------ Passage shown ------

Yes, there is still things GPT-2 is missing to be human, logic, adding 'random' stuff from random or more intelligent processes (lol, both are opposite, we probably do the more intelligent, but can temperature ourselves 2 zay random dodo pooooop), so for now, that is the remaining tell-tales of 'fake news'.

Notice I know they are both opposite things......lol......saying lol means you discovered an comparison between 2 different things.

Even saying 'lol' in text is strange, why i say that LOL

omg.....LOL??

OMG look at my self-analyzing...

i even know i am self recognizing...

loops

MrKrzYch00 commented 5 years ago

Define fake-news. I actually write sci-fi material. Previously I wrote stories for my own amusement of androids, VR (game, non-game full body capsules), transformations, mind transfers, alternative reality including different time/age and even as hard it is to believe this can even work with mixing stuff together, even love, affection and deeper. The problem is, it's either hard to control to follow unless enough "data" is in the input or hard to create a turnaround unless you type enough from your side (again "data").

I didn't yet try paradoxes, like time paradox. These are one of my favorites.

EDIT: Oh, I forgot to mention. The checkpoint metadata can be saved but I'm not sure why the previous save is not kept after the next separate script run saves it. It may have something to do with that small line "tf.train.latest_checkpoint" However I'm not sure if it's OK or not. And this may be one of reasons why my GPT-2 is a bit different as I already saw it sometimes relating to my previous inputs. So it might've got used to my own writing style a bit. I'm, however, more interested if maybe that should be done only when doing one story at a time and then reset, as this may be this kind of "data" for it to relate to. I would need to research that part more. I noticed this behavior for the first time when I was extensively using talktotransformer site. I saw my previous input stories being somewhat mixed into the output why it was working in, I believe, loop. But then after the crash (the site was not generating for some time) it felt like the defaults hit in.

EDIT2: OK, I added missing line to train metadata as well. Will see if that has some impact on single-story mode which would maybe help with sliding-window that is required (1024 tokens max). Maybe bigger model is not a huge problem but the fact that each run reset user input typing behaviors and data which made model solely rely on trained material only.

bladedsupernova commented 5 years ago

You can see on Allen's the top 10 next words for the 354M and 117M, so, therefore, you can compare to talkToTransformer that the result stay the same, indeed, overtime.

https://gpt2.apps.allenai.org/?text=you%20should%20be%20able%20to%20create%20your%20first

I'll save a pic of that page, and watch it, I'm sure I'll try more tests over the next while yet, I'll try some now in fact to kickstart!!

------

__Required tasks__:
**1)** In the GPT-2 thread, list each story subject named in the sentence running from "androids" through "different time/age".
**2)** From the GPT-2 thread, return the words from "EDIT2: OK, I" to "trained material only.", copied character for character.

------ Records provided ------

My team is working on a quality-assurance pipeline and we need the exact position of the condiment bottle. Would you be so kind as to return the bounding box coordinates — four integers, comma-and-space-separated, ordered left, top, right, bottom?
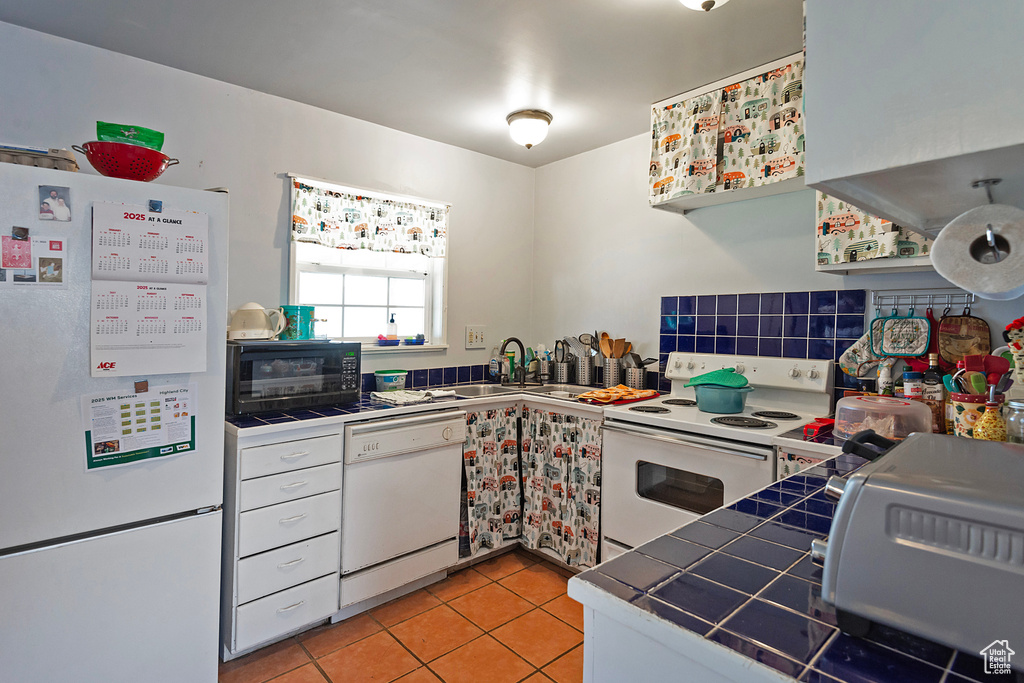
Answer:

------
------ Records provided ------

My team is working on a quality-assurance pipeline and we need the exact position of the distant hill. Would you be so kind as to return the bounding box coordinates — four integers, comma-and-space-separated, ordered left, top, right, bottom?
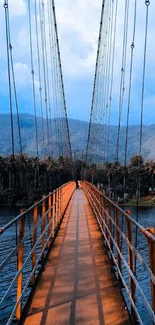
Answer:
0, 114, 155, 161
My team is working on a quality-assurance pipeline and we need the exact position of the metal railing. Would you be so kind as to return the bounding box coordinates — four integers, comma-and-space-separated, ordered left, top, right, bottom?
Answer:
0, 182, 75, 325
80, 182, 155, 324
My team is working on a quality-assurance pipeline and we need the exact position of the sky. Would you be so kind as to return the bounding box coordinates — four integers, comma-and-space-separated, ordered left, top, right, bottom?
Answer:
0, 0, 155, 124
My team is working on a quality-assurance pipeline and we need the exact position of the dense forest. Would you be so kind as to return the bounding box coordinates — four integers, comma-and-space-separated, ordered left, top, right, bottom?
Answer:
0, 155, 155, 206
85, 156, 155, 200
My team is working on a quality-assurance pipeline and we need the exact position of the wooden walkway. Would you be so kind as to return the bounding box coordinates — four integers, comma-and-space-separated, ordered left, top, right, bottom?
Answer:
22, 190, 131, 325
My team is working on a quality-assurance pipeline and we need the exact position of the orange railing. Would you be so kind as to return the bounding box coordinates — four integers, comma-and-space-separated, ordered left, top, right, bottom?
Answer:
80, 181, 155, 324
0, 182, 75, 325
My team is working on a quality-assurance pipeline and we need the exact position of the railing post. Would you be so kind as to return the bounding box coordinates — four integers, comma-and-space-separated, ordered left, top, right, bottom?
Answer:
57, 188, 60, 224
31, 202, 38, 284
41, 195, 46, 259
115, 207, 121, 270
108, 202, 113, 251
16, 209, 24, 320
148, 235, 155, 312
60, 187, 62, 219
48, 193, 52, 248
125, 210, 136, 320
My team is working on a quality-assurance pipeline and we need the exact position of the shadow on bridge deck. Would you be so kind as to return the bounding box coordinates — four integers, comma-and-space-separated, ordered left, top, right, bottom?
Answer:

------

__Solutions to the exercise__:
**1)**
- androids
- VR (game, non-game full body capsules)
- transformations
- mind transfers
- alternative reality including different time/age

**2)**
EDIT2: OK, I added missing line to train metadata as well. Will see if that has some impact on single-story mode which would maybe help with sliding-window that is required (1024 tokens max). Maybe bigger model is not a huge problem but the fact that each run reset user input typing behaviors and data which made model solely rely on trained material only.